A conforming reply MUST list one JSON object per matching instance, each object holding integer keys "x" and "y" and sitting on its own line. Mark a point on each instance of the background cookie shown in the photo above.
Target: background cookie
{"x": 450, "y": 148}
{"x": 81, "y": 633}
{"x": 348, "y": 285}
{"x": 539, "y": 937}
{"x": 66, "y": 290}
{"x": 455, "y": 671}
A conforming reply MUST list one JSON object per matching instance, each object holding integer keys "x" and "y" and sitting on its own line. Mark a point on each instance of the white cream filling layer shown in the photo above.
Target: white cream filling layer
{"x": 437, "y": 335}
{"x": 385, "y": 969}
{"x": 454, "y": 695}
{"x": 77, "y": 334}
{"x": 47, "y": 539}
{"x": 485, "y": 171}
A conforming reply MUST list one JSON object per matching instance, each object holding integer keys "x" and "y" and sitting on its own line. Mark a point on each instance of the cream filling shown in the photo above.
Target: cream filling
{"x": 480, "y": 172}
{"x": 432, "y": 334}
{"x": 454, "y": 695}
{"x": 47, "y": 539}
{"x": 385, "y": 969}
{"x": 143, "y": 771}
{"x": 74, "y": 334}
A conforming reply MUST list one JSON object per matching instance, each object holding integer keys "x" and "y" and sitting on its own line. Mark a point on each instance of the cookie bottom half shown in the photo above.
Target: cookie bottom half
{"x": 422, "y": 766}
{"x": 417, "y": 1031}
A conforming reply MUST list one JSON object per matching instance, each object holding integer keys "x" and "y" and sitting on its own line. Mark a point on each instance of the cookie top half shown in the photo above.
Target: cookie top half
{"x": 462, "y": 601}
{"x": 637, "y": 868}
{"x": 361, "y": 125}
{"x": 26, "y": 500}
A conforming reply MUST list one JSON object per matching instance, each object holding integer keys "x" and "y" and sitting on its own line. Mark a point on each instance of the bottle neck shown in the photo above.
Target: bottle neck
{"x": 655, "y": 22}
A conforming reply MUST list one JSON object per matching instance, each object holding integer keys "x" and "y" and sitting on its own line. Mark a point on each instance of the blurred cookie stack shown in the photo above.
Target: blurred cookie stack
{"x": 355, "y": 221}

^^^^

**Task prompt:** Please copy out the part of the records that opens with the line containing "stack shown in the photo above." and closes with the final line of the records, keeping every character unchanged.

**Right answer:**
A conforming reply MUST list one JSON object per matching instance, each object holding integer keys "x" and "y" and sitting on its own line. Mark a point on each instance of the blurred cookie stack shown in the photo above.
Target: blurred cookie stack
{"x": 355, "y": 221}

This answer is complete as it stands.